Exercise
Transcribe only the part of the listing below that begins at the line containing "column 78, row 9?" and runs to its final line, keeping both ends.

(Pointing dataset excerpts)
--- Begin ---

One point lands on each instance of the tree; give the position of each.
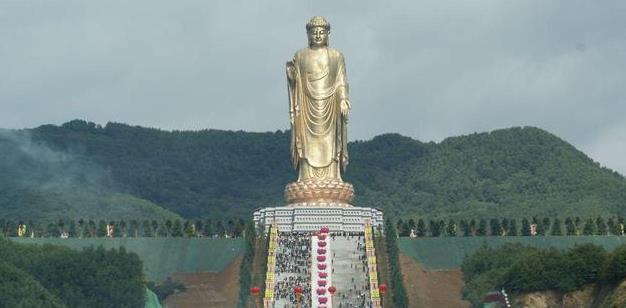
(556, 227)
(219, 229)
(421, 228)
(578, 224)
(134, 228)
(52, 230)
(102, 229)
(464, 227)
(615, 269)
(177, 229)
(513, 228)
(546, 225)
(496, 229)
(412, 225)
(570, 228)
(590, 227)
(81, 228)
(602, 229)
(72, 229)
(525, 227)
(168, 227)
(189, 229)
(147, 229)
(199, 228)
(451, 229)
(208, 228)
(399, 224)
(155, 228)
(91, 228)
(505, 227)
(472, 227)
(482, 228)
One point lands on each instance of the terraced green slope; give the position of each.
(448, 252)
(162, 256)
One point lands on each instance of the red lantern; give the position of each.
(382, 288)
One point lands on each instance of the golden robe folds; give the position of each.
(317, 86)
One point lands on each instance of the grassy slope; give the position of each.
(448, 252)
(162, 256)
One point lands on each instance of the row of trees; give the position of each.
(398, 292)
(148, 228)
(519, 269)
(509, 227)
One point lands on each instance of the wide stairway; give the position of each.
(339, 264)
(293, 269)
(349, 270)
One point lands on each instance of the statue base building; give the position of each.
(315, 204)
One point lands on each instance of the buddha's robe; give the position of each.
(317, 85)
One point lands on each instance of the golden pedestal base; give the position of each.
(308, 191)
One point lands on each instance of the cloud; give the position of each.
(427, 69)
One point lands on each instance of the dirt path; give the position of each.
(208, 289)
(430, 288)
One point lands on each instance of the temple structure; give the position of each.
(320, 252)
(319, 107)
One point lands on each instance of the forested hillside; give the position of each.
(516, 172)
(54, 276)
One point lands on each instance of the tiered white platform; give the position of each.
(310, 217)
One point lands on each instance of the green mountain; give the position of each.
(512, 172)
(40, 184)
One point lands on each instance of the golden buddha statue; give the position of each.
(318, 112)
(318, 106)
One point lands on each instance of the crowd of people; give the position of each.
(355, 291)
(293, 269)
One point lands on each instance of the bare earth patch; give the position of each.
(208, 289)
(432, 288)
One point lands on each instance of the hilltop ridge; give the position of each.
(515, 172)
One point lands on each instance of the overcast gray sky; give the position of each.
(425, 69)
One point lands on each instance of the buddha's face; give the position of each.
(318, 37)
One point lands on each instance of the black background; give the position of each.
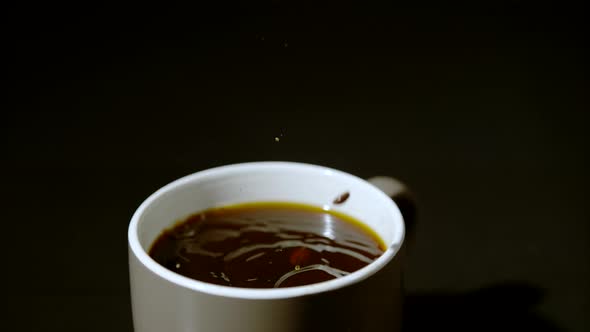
(481, 109)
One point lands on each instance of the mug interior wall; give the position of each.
(281, 182)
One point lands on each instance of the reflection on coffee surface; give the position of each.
(266, 245)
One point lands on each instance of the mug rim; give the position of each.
(263, 293)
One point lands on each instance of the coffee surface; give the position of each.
(266, 245)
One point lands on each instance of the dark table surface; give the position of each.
(482, 113)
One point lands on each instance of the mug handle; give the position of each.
(404, 199)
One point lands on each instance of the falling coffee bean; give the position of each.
(342, 198)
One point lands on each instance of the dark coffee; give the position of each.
(266, 245)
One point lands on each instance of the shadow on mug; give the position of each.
(508, 306)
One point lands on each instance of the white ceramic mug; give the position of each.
(366, 300)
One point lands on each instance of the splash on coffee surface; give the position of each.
(266, 245)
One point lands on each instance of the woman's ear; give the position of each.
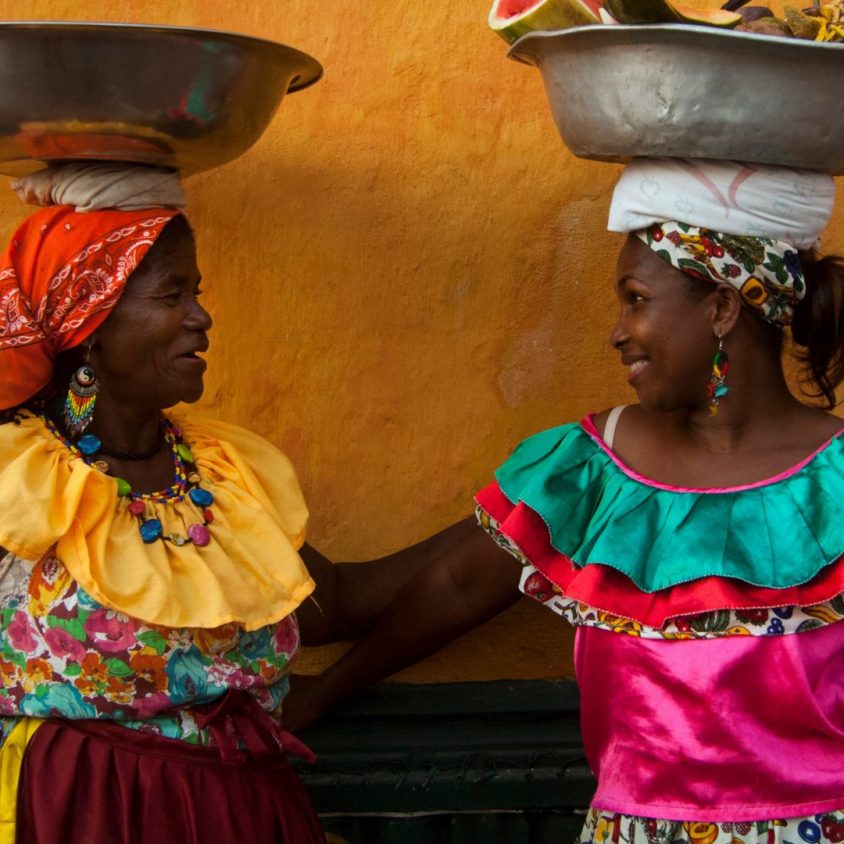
(727, 309)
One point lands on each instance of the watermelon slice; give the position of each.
(511, 19)
(667, 11)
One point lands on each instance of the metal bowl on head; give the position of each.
(189, 99)
(693, 92)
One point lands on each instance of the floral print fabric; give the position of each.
(766, 272)
(64, 654)
(604, 827)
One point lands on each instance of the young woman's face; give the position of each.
(146, 352)
(665, 336)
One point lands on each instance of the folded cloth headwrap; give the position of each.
(97, 185)
(60, 276)
(741, 224)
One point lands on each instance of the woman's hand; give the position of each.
(404, 608)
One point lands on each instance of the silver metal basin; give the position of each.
(174, 97)
(692, 91)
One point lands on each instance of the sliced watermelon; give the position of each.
(511, 19)
(667, 11)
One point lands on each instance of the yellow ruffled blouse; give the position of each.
(250, 573)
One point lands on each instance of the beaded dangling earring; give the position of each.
(718, 380)
(81, 398)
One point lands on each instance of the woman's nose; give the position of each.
(618, 336)
(198, 318)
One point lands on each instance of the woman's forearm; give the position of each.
(464, 586)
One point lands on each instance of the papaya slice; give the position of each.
(512, 19)
(667, 11)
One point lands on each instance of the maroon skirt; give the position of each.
(95, 782)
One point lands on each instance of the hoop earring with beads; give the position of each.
(718, 380)
(81, 397)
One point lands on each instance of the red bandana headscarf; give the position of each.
(60, 276)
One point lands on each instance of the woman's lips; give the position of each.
(635, 368)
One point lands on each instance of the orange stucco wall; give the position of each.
(408, 274)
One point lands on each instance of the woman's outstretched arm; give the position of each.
(405, 607)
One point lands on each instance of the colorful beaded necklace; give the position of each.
(185, 486)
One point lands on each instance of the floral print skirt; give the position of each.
(606, 827)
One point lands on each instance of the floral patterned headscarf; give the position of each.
(766, 272)
(728, 222)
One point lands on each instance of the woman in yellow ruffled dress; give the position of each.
(149, 564)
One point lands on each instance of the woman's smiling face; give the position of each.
(146, 353)
(664, 333)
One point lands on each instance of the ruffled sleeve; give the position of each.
(250, 573)
(628, 546)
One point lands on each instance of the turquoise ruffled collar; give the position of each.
(775, 534)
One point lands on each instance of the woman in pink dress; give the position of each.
(695, 539)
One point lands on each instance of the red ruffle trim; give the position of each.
(608, 590)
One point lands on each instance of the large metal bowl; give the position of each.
(692, 91)
(169, 96)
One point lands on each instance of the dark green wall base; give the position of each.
(485, 762)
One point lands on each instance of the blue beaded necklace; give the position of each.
(185, 486)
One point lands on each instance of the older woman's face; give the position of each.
(665, 336)
(146, 353)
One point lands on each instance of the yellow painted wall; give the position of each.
(408, 274)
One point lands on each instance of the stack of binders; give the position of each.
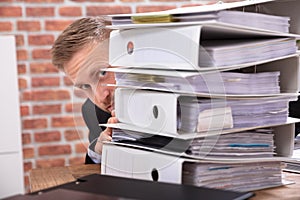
(202, 99)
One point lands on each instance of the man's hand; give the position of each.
(105, 135)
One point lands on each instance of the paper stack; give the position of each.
(202, 96)
(199, 15)
(230, 82)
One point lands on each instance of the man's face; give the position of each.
(84, 70)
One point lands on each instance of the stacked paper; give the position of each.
(238, 176)
(257, 143)
(237, 83)
(232, 52)
(206, 114)
(206, 14)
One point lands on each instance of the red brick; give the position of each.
(71, 135)
(56, 162)
(57, 25)
(40, 39)
(39, 11)
(28, 152)
(22, 83)
(24, 110)
(22, 54)
(50, 136)
(10, 11)
(26, 184)
(27, 166)
(73, 107)
(45, 95)
(67, 121)
(6, 26)
(19, 40)
(29, 25)
(141, 9)
(70, 11)
(105, 10)
(41, 68)
(51, 150)
(81, 147)
(77, 160)
(34, 123)
(45, 81)
(47, 109)
(41, 54)
(21, 69)
(67, 81)
(26, 138)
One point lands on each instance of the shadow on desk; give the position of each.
(44, 178)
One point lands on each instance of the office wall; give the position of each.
(53, 132)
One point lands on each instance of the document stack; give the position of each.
(202, 95)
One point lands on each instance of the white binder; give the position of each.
(142, 163)
(177, 45)
(283, 137)
(172, 112)
(181, 48)
(184, 81)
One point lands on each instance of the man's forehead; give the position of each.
(86, 59)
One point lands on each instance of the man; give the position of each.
(81, 51)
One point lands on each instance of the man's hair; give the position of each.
(77, 36)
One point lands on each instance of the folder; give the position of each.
(237, 174)
(172, 112)
(267, 79)
(196, 47)
(205, 14)
(283, 140)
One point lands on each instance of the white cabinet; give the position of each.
(11, 168)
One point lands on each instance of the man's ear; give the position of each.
(79, 93)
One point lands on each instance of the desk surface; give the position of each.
(48, 177)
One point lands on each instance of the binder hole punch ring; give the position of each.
(154, 174)
(155, 112)
(130, 47)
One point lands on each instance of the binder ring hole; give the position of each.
(155, 112)
(154, 174)
(130, 47)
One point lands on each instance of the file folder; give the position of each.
(267, 79)
(283, 140)
(156, 48)
(140, 163)
(204, 14)
(172, 112)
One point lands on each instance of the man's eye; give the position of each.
(101, 74)
(85, 86)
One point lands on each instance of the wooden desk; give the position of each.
(48, 177)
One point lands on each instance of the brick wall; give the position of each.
(53, 132)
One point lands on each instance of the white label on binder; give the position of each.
(214, 119)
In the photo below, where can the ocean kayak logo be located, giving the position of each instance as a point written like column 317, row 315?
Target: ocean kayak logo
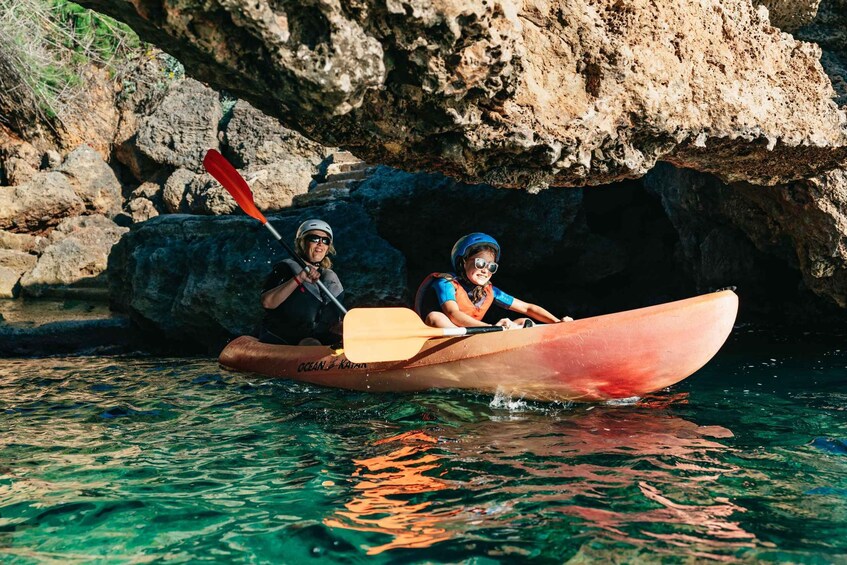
column 340, row 364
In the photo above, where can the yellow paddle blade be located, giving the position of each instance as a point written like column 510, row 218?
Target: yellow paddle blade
column 384, row 334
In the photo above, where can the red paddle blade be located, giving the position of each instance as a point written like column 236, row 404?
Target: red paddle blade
column 234, row 183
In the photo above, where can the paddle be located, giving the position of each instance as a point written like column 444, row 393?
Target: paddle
column 392, row 334
column 234, row 183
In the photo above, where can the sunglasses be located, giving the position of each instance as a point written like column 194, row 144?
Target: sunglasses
column 481, row 263
column 316, row 238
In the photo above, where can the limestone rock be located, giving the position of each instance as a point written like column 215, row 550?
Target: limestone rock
column 183, row 127
column 789, row 15
column 829, row 31
column 187, row 192
column 276, row 185
column 744, row 234
column 51, row 160
column 144, row 88
column 78, row 252
column 560, row 93
column 38, row 204
column 93, row 181
column 13, row 264
column 141, row 210
column 254, row 139
column 198, row 280
column 18, row 161
column 22, row 242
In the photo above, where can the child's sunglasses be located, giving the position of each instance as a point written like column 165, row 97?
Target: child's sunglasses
column 312, row 238
column 481, row 263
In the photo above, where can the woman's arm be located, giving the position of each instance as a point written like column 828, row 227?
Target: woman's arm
column 279, row 294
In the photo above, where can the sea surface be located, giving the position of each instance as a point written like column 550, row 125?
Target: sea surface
column 136, row 459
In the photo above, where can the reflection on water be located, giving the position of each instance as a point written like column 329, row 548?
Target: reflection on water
column 385, row 484
column 588, row 467
column 123, row 459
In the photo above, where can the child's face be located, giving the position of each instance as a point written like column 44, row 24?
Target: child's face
column 479, row 276
column 316, row 247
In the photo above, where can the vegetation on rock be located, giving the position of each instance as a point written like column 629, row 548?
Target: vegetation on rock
column 45, row 48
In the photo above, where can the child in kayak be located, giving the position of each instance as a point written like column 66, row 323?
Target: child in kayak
column 463, row 297
column 296, row 311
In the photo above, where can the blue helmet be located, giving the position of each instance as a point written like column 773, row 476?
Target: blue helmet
column 461, row 247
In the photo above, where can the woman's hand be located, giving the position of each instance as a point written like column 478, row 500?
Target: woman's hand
column 312, row 275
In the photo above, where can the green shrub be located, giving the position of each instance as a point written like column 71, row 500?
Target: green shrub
column 44, row 47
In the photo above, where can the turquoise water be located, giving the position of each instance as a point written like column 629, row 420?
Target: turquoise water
column 150, row 459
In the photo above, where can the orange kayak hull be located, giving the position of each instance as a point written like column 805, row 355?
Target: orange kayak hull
column 622, row 355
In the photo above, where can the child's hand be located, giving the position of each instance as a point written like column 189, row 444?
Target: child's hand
column 508, row 324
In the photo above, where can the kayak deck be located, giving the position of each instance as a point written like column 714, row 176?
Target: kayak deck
column 619, row 355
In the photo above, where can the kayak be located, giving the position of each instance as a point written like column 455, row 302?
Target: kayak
column 621, row 355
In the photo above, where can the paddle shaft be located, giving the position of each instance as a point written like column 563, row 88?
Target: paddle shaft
column 450, row 332
column 305, row 265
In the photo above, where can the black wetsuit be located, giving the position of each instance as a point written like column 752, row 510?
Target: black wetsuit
column 308, row 312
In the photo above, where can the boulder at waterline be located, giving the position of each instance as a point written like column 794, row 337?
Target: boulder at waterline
column 196, row 281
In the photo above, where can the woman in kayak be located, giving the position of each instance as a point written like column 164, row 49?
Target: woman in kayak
column 296, row 310
column 462, row 298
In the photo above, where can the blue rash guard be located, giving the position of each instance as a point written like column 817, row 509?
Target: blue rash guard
column 444, row 291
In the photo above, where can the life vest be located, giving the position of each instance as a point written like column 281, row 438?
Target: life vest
column 462, row 299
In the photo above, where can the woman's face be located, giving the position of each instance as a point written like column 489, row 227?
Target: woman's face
column 477, row 276
column 316, row 246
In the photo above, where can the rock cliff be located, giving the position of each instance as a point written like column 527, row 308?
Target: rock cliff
column 521, row 94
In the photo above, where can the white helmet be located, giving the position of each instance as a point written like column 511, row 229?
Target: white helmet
column 312, row 225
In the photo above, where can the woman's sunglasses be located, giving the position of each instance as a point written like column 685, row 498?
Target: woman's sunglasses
column 481, row 263
column 316, row 238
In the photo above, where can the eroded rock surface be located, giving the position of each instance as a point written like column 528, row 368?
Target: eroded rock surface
column 523, row 94
column 745, row 235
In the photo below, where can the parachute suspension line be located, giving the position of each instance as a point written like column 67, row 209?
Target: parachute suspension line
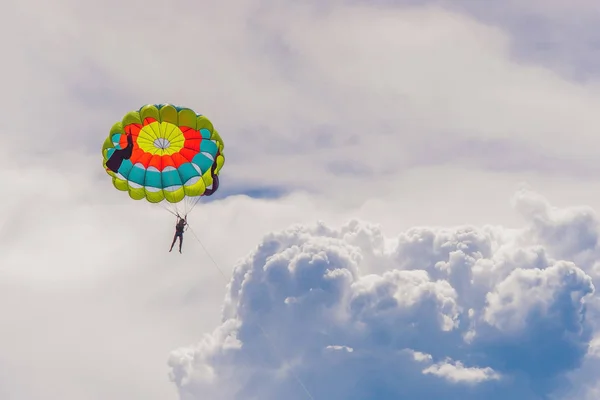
column 166, row 208
column 257, row 322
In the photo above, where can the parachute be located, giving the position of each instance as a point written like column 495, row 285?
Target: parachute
column 166, row 154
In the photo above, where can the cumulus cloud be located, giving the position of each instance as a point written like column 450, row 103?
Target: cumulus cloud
column 469, row 312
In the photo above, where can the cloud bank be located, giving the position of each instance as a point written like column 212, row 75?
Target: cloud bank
column 455, row 313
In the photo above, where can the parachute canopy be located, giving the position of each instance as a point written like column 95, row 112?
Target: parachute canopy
column 164, row 154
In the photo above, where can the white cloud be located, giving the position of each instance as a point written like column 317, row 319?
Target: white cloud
column 525, row 323
column 458, row 373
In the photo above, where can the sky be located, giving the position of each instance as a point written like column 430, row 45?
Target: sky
column 408, row 205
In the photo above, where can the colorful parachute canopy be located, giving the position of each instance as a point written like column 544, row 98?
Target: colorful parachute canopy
column 164, row 152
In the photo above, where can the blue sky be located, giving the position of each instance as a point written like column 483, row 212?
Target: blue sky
column 407, row 206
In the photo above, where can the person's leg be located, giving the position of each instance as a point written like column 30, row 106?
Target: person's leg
column 174, row 239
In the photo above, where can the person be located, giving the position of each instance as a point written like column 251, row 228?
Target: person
column 181, row 223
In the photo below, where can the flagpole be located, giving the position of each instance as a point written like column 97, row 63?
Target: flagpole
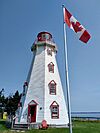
column 66, row 73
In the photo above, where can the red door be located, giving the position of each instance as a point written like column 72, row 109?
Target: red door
column 32, row 113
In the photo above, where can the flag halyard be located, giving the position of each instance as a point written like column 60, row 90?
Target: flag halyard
column 72, row 23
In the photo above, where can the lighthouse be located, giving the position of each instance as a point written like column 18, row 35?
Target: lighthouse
column 43, row 97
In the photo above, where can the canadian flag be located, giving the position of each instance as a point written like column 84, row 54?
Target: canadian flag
column 72, row 23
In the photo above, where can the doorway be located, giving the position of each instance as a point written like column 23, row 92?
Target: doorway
column 32, row 112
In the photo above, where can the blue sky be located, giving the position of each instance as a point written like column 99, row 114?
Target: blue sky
column 22, row 20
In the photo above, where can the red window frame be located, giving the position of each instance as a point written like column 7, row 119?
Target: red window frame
column 52, row 87
column 51, row 67
column 54, row 110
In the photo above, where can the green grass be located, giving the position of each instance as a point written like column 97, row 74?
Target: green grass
column 78, row 127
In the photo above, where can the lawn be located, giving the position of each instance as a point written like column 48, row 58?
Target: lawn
column 78, row 127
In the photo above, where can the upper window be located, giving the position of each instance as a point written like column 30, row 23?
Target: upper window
column 54, row 110
column 49, row 52
column 52, row 87
column 51, row 67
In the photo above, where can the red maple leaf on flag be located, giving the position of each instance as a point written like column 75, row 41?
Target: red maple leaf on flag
column 77, row 26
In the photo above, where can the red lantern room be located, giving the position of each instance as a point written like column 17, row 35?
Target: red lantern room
column 44, row 36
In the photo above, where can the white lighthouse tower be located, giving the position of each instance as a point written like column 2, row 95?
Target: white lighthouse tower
column 43, row 97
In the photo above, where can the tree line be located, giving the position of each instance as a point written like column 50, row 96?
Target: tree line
column 9, row 104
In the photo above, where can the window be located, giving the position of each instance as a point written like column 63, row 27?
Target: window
column 51, row 67
column 49, row 52
column 52, row 88
column 54, row 110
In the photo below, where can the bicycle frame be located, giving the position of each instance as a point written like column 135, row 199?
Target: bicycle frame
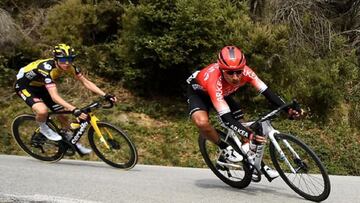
column 83, row 125
column 268, row 131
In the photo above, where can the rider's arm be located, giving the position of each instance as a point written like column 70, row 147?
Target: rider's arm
column 256, row 82
column 235, row 125
column 223, row 109
column 90, row 85
column 56, row 97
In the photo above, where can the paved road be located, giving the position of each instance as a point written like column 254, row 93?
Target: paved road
column 24, row 179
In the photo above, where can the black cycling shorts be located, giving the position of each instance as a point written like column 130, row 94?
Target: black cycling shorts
column 199, row 100
column 32, row 95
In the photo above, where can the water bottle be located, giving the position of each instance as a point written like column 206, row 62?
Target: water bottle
column 259, row 154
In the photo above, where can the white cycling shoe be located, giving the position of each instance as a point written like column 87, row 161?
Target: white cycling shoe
column 231, row 155
column 49, row 133
column 84, row 150
column 272, row 173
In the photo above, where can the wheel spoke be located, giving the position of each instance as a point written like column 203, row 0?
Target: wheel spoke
column 304, row 182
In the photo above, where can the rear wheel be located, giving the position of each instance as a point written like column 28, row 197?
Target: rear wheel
column 311, row 180
column 26, row 132
column 116, row 148
column 237, row 175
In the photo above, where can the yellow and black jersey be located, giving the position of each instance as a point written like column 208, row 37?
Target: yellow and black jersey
column 43, row 72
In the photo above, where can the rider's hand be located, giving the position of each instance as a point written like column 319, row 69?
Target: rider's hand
column 79, row 114
column 110, row 97
column 295, row 114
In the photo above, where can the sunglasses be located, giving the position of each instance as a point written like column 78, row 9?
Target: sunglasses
column 232, row 72
column 66, row 59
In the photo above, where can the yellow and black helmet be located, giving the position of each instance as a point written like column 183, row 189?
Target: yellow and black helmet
column 63, row 50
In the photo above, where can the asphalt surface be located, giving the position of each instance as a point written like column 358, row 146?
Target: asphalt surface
column 24, row 179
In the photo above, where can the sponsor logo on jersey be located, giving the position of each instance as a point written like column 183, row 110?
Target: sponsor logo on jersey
column 47, row 66
column 37, row 99
column 249, row 73
column 44, row 73
column 207, row 74
column 48, row 80
column 22, row 96
column 30, row 75
column 219, row 91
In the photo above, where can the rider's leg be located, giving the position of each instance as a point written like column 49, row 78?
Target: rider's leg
column 41, row 112
column 201, row 120
column 64, row 121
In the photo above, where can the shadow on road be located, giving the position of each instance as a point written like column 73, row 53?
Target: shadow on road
column 252, row 190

--- End ---

Answer to this task
In the photo above, where can the sunglasses be located, giving the position of each instance as a point written like column 78, row 9?
Target: sunglasses
column 232, row 72
column 66, row 59
In the photo above, where can the yellow and black helmet be located, giving the position of each instance as a point written like column 183, row 189?
Target: yellow and black helmet
column 63, row 50
In the photo above, where can the asphalt surface be located, giving the position of each instance as a point written like column 358, row 146?
Target: asphalt surface
column 24, row 179
In the photo above, where can the sponsor logo on jersey be located, giving the position of each instance as a point written like column 183, row 110?
Target: sponsor logo on jersey
column 47, row 66
column 37, row 99
column 249, row 73
column 44, row 73
column 207, row 74
column 48, row 80
column 22, row 96
column 30, row 75
column 219, row 91
In the photo above, where can the rider's leg be located, giving the position of each instance as a point written like column 49, row 78?
Target: rider's leg
column 41, row 112
column 201, row 120
column 64, row 121
In the photo above, where can the shadow on road be located, giving the position of each instance as a point written like column 73, row 53?
Target: shadow on road
column 252, row 190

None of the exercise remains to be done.